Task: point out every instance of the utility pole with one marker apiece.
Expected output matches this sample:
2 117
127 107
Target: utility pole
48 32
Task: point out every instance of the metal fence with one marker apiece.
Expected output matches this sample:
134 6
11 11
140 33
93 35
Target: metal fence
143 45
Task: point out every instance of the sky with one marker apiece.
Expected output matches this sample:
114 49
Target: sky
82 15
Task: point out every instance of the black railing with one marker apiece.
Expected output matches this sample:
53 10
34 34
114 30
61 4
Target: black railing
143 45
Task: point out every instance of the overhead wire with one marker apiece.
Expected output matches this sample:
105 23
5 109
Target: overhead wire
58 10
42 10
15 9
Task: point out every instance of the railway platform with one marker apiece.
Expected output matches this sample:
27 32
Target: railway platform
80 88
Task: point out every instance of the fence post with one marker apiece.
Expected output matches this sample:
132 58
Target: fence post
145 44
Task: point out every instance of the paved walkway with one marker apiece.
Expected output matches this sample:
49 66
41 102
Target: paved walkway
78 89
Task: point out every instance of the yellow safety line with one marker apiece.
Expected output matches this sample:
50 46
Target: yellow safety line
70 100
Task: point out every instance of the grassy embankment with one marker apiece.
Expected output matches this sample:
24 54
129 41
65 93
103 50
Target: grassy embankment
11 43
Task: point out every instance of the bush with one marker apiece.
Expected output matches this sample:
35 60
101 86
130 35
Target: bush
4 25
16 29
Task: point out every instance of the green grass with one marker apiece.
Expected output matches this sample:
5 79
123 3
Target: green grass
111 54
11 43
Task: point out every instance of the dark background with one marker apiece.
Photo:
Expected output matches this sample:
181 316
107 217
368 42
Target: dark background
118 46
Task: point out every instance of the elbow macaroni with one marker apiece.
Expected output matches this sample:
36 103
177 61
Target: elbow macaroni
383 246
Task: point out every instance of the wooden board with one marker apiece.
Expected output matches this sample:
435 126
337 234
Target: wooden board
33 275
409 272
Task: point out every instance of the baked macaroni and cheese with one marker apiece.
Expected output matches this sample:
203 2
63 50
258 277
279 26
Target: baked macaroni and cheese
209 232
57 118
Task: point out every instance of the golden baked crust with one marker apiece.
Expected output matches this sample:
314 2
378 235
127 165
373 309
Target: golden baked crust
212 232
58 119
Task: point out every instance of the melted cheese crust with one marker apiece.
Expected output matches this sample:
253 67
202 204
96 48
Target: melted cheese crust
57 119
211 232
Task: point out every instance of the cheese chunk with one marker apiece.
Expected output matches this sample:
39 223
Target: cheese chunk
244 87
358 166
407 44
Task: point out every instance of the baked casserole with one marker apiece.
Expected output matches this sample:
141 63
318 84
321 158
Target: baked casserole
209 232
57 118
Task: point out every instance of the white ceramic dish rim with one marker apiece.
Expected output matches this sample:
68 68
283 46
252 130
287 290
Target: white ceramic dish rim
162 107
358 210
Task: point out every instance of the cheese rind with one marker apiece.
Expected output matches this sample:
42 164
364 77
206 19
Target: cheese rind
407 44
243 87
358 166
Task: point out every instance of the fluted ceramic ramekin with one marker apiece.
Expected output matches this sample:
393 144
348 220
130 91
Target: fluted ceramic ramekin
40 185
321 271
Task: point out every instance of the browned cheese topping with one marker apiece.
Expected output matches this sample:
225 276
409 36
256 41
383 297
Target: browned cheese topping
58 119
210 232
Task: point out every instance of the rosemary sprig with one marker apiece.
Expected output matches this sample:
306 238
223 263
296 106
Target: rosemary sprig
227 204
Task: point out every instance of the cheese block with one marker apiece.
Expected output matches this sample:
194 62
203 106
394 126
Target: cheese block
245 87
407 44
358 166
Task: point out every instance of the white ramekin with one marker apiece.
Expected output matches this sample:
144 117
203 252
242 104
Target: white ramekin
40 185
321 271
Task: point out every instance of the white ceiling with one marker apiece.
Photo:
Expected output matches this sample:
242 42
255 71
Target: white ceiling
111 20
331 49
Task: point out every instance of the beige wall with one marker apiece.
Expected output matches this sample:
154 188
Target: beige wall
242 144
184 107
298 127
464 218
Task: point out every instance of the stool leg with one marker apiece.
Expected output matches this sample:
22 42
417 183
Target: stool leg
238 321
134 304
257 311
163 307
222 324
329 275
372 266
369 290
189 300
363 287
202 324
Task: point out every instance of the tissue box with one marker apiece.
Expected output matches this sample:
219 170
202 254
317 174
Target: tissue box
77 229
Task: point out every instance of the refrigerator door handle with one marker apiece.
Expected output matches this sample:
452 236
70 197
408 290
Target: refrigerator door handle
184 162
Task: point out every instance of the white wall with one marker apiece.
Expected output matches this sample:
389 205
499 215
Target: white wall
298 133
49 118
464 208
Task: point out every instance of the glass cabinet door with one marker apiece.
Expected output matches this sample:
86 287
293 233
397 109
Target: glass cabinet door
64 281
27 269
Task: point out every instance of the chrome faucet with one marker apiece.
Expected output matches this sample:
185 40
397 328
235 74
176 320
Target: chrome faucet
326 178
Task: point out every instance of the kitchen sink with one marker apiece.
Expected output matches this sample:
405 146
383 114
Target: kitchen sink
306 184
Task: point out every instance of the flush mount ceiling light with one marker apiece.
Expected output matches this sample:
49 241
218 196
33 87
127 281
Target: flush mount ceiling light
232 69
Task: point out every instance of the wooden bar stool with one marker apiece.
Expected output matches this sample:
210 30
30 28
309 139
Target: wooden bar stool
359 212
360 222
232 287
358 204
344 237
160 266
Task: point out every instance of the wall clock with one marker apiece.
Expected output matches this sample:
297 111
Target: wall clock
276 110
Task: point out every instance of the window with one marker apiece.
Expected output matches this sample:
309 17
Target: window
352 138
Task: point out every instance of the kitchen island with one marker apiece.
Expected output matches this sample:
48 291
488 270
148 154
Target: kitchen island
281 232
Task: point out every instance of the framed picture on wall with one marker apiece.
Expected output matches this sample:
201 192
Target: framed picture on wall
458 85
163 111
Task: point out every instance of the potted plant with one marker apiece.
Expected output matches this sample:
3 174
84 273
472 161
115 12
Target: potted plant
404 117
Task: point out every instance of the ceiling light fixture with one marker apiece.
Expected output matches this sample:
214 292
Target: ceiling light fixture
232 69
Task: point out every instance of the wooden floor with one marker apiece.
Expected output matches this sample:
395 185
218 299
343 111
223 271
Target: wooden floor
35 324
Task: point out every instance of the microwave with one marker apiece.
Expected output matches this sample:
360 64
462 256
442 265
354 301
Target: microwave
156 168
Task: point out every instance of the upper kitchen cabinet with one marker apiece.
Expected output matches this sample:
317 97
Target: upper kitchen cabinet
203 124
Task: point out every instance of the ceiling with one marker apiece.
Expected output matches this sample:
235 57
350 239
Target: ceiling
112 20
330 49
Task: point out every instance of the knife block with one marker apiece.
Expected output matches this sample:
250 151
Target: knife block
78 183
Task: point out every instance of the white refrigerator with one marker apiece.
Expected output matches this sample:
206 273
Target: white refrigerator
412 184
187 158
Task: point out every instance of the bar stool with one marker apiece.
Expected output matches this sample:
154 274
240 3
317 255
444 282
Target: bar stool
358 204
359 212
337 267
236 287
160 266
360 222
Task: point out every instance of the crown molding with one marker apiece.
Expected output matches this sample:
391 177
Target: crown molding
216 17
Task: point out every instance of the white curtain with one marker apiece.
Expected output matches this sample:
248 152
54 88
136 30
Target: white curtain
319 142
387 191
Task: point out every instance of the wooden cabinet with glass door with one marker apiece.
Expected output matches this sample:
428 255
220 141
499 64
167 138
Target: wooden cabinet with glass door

+++

[What the task requires] Recreate the listing exactly, so that each entry reads as before.

[Reply]
Task: point out every instance of the utility pole with one marker apiece.
Expected output matches this sample:
2 117
127 107
Target: utility pole
48 32
Task: point out every instance of the metal fence with one marker apiece.
Expected output matches this sample:
134 6
11 11
140 33
93 35
Target: metal fence
143 45
Task: point out every instance of the sky with one marker apiece.
Expected output matches this sample:
114 49
Target: sky
82 15
Task: point out every instance of the black railing with one marker apiece.
Expected output matches this sample:
53 10
34 34
114 30
61 4
Target: black railing
143 45
Task: point out every instance of the overhead wire with one marker apiece.
Expected output matches this sample:
105 23
5 109
Target: overhead wire
58 10
42 10
15 9
Task: point out every instance of the railway platform with one marker apiece.
Expected output matches this sample:
27 32
Target: railway platform
80 88
Task: point out every instance of the fence post with one marker apiece.
Expected output matches this sample:
132 58
Target: fence post
145 44
Task: point out every instance of the paved walkway with one marker apiece.
Expected output matches this sample:
49 66
41 102
Target: paved walkway
78 89
Task: point out every instance of the yellow safety line with one marker apiece.
Expected output matches this sample:
50 46
Target: yellow safety line
70 100
Task: point out every instance of the grassy embankment with one marker apiece.
Expected output matches this sample:
24 54
129 41
65 93
103 50
Target: grassy embankment
11 43
Task: point out every instance of the bush with one marker apiece.
Expected output matches this sample:
35 60
101 86
130 35
Target: bush
4 25
16 29
Task: point out every instance of the green grass with one marker apiece.
Expected output matches this sample:
5 79
123 3
Target: green grass
111 54
11 43
Task: point out every instance of the dark background with one marker apiece.
Photo:
Expected output matches this sample:
181 316
107 217
368 42
Target: dark background
118 46
Task: point out every instance of the elbow macaroni with one marker apiece.
Expected output matches this sample:
36 103
177 61
Target: elbow macaroni
383 246
Task: point out every instance of the wooden board with one marker apiece.
Expected output matches this sample:
435 126
337 234
Target: wooden board
33 275
409 272
Task: point out every instance of the baked macaroni and cheese with one marker apiece.
Expected output matches this sample:
203 2
63 50
258 277
279 26
Target: baked macaroni and cheese
209 232
57 118
Task: point out every instance of the golden baked crust with one marker apiece.
Expected output matches this sample:
314 2
378 235
127 165
373 309
Target: golden baked crust
212 232
58 119
Task: point out every instance of the melted cheese crust with one marker apiece.
Expected output matches this sample:
253 67
202 204
96 48
Target: melted cheese crust
57 119
211 232
Task: point out every instance of the cheese chunk with one marker apiece.
Expected output matches this sample:
39 223
Target: cheese chunk
244 87
358 166
407 44
Task: point out every instance of the baked casserole with one marker apiece.
Expected output matches this sample:
141 63
318 84
321 158
Target: baked casserole
209 232
57 118
Task: point out every instance of the white ceramic dish rim with one marker apiece.
Expected output matches this sample:
68 68
283 46
252 130
287 290
Target: white ceramic dish rim
162 107
358 210
Task: point out every instance of the cheese rind with one marker apiece.
Expected output matches this sample:
42 164
364 77
206 19
Target: cheese rind
407 44
243 87
358 166
Task: point out every instance of the fluted ceramic ramekin with one marker apiece.
Expected output matches this sample:
393 144
348 220
130 91
Target: fluted ceramic ramekin
40 185
321 271
Task: point out every instance of the browned cheese topping with one marker apiece.
Expected output matches this sample:
225 276
409 36
256 41
383 297
Target: browned cheese topping
58 119
210 232
Task: point out every instance of the rosemary sprig with one marker apiece.
Expected output matches this sample:
306 238
223 263
296 106
Target: rosemary sprig
227 204
Task: point out every instance of the cheese block with one marker apiece.
Expected output matches this sample:
194 62
203 106
394 126
Target: cheese block
245 87
407 44
358 166
Task: point out every instance of the white ramekin with one marker apiece.
Expected output matches this sample:
144 117
203 252
242 104
Target: white ramekin
40 185
321 271
Task: point out every instance of the white ceiling with one marker apiece.
Photo:
Expected output matches this sample:
242 42
255 71
Target: white ceiling
111 20
331 49
Task: point out every instance of the beige wall with one marker apiece.
Expected output matches this sample:
154 188
Target: beige wall
242 144
184 107
298 127
464 218
Task: point out every instance of the stool leg with one marker apiece.
Expected output matches this sample:
22 42
417 183
Target: stool leg
238 321
134 304
257 311
163 307
222 324
329 275
372 266
369 290
189 300
363 287
202 324
Task: point out every instance of the tissue box with one marker apiece.
Expected output matches this sample:
219 170
202 254
317 174
Target: tissue box
77 229
Task: point out every instance of the refrigerator door handle with one marker apiece.
Expected output matches this sample:
452 236
70 197
408 290
Target: refrigerator door handle
184 162
Task: point out every instance of the white wall with one marker apiece.
Expected output matches this sample:
389 205
499 215
Target: white wall
298 133
49 118
464 208
Task: point out every instance of the glass cabinet door with one marker apiece.
Expected output matches this sample:
86 287
293 233
397 109
Target: glass cabinet door
64 281
27 269
Task: point out every instance of the chrome faucet with one marker apiece.
Expected output matches this sample:
185 40
397 328
235 74
176 320
Target: chrome faucet
326 178
Task: point out every instance of the kitchen sink with one marker apiece.
Expected output matches this sample:
405 146
383 114
Target: kitchen sink
306 184
Task: point out every instance of the flush mount ceiling light with one marker apiece.
Expected output matches this sample:
49 241
218 196
33 87
127 281
Target: flush mount ceiling light
232 69
Task: point out every instance of the wooden bar stool with one marker apiece.
Expected output matches this sample:
210 30
30 28
309 139
Target: wooden bar stool
359 212
360 222
232 287
358 204
344 237
160 266
Task: point out every instance of the wall clock with one marker apiece.
Expected output matches this sample:
297 111
Target: wall clock
276 110
Task: point out every instance of the window with one marker apiece.
Expected output matches this sample:
309 17
Target: window
352 138
Task: point out every instance of the kitchen island with one marker apiece.
Expected output matches this sample:
48 291
488 270
148 154
Target: kitchen island
281 232
Task: point out every instance of the framed picture on wall with one marker apiece.
Expected output matches this sample:
201 192
Target: framed picture on wall
458 85
163 111
Task: point out every instance of the potted plant with one marker apiece.
Expected output matches this sample:
3 174
84 273
472 161
115 12
Target: potted plant
404 117
Task: point out every instance of the ceiling light fixture with one marker apiece.
Expected output matches this sample:
214 292
Target: ceiling light fixture
232 69
Task: point out every instance of the wooden floor with one marker apiece.
Expected output matches this sample:
395 185
218 299
343 111
223 271
Target: wooden floor
35 324
Task: point out every instance of the microwave with one marker apiece.
Expected output matches this sample:
360 64
462 256
442 265
354 301
Target: microwave
156 168
Task: point out every instance of the upper kitchen cabinet with one marker apiece.
Expected output matches this sample:
317 97
Target: upper kitchen cabinet
203 124
Task: point out every instance of the ceiling with one marker apiece.
Expected output matches this sample:
235 57
350 239
Target: ceiling
112 20
330 49
Task: point out every instance of the knife block with one marker apiece.
Expected output matches this sample:
250 151
Target: knife block
78 183
Task: point out every instance of the white refrigerator with one marker apiece.
Expected output matches this sample:
206 273
Target: white refrigerator
412 184
187 158
Task: point out every instance of the bar stool with one marker apiece.
Expected output matches this sample:
154 274
240 3
317 255
444 282
Target: bar stool
358 204
359 212
337 267
236 287
160 266
360 222
Task: point out every instance of the crown molding with one marker apiece.
Expected output matches this sample:
391 177
Target: crown molding
216 17
Task: point out every instance of the white curtain with one marker apiece.
Expected output matches this sample:
248 152
54 88
136 30
Target: white curtain
319 142
387 191
Task: point out every instance of the wooden cabinet with glass door with one marker apiece.
Expected output matches this sample:
428 255
220 141
499 64
167 138
Target: wooden cabinet with glass door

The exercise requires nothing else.